What to produce: Rewrite the items below, switching every "bounding box" to "enclosing rectangle" and keeping everything else the same. Leave the pictures out of your answer.

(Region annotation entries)
━━━━━━━━━━━━━━━━

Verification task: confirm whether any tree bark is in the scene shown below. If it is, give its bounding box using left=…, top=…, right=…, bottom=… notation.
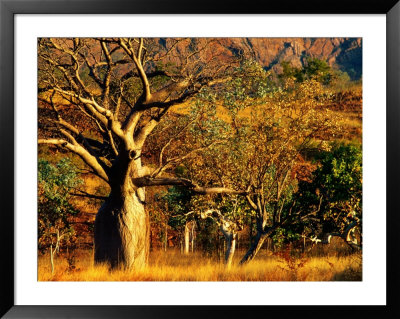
left=225, top=233, right=237, bottom=268
left=240, top=231, right=267, bottom=265
left=185, top=222, right=190, bottom=255
left=94, top=188, right=150, bottom=269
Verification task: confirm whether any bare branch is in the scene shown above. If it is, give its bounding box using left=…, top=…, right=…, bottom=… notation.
left=132, top=176, right=247, bottom=195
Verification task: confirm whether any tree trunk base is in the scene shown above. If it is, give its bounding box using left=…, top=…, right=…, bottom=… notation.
left=94, top=195, right=149, bottom=269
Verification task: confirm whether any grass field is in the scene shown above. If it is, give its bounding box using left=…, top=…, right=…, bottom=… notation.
left=38, top=249, right=362, bottom=281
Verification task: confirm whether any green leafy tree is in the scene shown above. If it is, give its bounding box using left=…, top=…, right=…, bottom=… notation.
left=296, top=144, right=362, bottom=249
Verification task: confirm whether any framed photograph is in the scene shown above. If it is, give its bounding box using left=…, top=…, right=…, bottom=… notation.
left=0, top=0, right=400, bottom=318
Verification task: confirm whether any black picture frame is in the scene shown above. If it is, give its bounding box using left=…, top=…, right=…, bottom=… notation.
left=0, top=0, right=400, bottom=318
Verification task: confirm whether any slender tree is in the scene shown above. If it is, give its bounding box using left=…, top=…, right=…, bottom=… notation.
left=38, top=38, right=245, bottom=269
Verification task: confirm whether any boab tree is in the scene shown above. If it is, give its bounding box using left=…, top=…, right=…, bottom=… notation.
left=38, top=38, right=243, bottom=268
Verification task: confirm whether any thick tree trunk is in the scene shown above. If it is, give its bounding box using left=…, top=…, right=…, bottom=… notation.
left=240, top=231, right=267, bottom=265
left=185, top=222, right=190, bottom=255
left=94, top=189, right=149, bottom=269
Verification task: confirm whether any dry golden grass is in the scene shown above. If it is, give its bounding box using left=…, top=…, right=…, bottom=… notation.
left=38, top=250, right=362, bottom=281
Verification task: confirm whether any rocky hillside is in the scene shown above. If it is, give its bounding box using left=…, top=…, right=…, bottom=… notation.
left=154, top=38, right=362, bottom=80
left=216, top=38, right=362, bottom=79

━━━━━━━━━━━━━━━━

Result:
Verification task: confirm whether any tree bark is in the scene shown below. If it is, give its enclosing rectangle using left=…, top=…, right=…, bottom=… notation.
left=225, top=233, right=237, bottom=268
left=240, top=231, right=267, bottom=265
left=185, top=222, right=190, bottom=255
left=94, top=188, right=150, bottom=269
Verification task: confirm whether any bare branch is in the scene shown above. If it is, give its enclosing rectangle using left=…, top=…, right=…, bottom=… notation.
left=132, top=176, right=247, bottom=195
Verification task: confirm whether any tree trunk base is in the scene shown above. If it is, give its enclosing rectangle using left=…, top=…, right=…, bottom=… notation.
left=94, top=195, right=149, bottom=269
Verification task: confirm whether any grass field is in the scene shown above. If it is, give its enclosing rectangle using left=…, top=…, right=…, bottom=… notation.
left=38, top=249, right=362, bottom=281
Verification task: confirm whether any green leafy tree is in the scene shown above. If it is, give its enclosing rectangle using left=…, top=…, right=…, bottom=… notation.
left=296, top=144, right=362, bottom=249
Verification task: confirm whether any framed photograph is in the scene shown above. If it is, give its enclosing rectangle using left=…, top=…, right=…, bottom=… notation.
left=0, top=0, right=400, bottom=318
Verification task: confirm whether any black picture frame is in the scene shown above. If it is, give its enclosing rectangle using left=…, top=…, right=…, bottom=… notation.
left=0, top=0, right=400, bottom=318
Verification task: confirm whether any slender tree is in the scene shown above. If it is, give its enclosing rectangle using left=…, top=…, right=…, bottom=… notation.
left=38, top=38, right=245, bottom=269
Verification task: confirm whether any boab tree is in the scene shown above. If it is, give its enclosing rectangle using left=…, top=…, right=…, bottom=… notation.
left=38, top=38, right=243, bottom=268
Verification task: confirm whether any thick tree trunk is in the scene shown above. If it is, give its enclosing rectangle using left=…, top=…, right=…, bottom=… notation.
left=240, top=231, right=267, bottom=265
left=185, top=222, right=190, bottom=255
left=94, top=189, right=149, bottom=269
Verification task: confirm whether any dry golden grass is in the scene shown above. If it is, give its enclosing rectangle using left=…, top=…, right=…, bottom=… notation.
left=38, top=250, right=362, bottom=281
Verification task: confirm whether any rocky hillside is in the scene shown above. If it is, give its enclosing rectangle using left=…, top=…, right=…, bottom=… notation.
left=154, top=38, right=362, bottom=80
left=216, top=38, right=362, bottom=79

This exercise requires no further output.